**AIM OF THE TASK:** Report how many lines in the items below contain the string "circle", counting only matches with the same letter case. Give the number and nothing else.

>> BEGIN MATERIAL PROVIDED

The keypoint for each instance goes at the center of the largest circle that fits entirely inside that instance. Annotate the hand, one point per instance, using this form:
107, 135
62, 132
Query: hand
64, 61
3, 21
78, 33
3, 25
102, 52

>> END MATERIAL PROVIDED
>> BEGIN MATERIAL PROVIDED

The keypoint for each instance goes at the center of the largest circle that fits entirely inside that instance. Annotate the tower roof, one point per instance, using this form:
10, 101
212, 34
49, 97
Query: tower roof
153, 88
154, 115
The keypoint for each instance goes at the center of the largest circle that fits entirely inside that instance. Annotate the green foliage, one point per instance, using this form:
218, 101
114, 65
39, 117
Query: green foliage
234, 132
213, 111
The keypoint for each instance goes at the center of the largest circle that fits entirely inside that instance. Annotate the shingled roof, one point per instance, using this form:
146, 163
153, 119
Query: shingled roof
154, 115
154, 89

>> END MATERIAL PROVIDED

**FULL ANSWER:** 4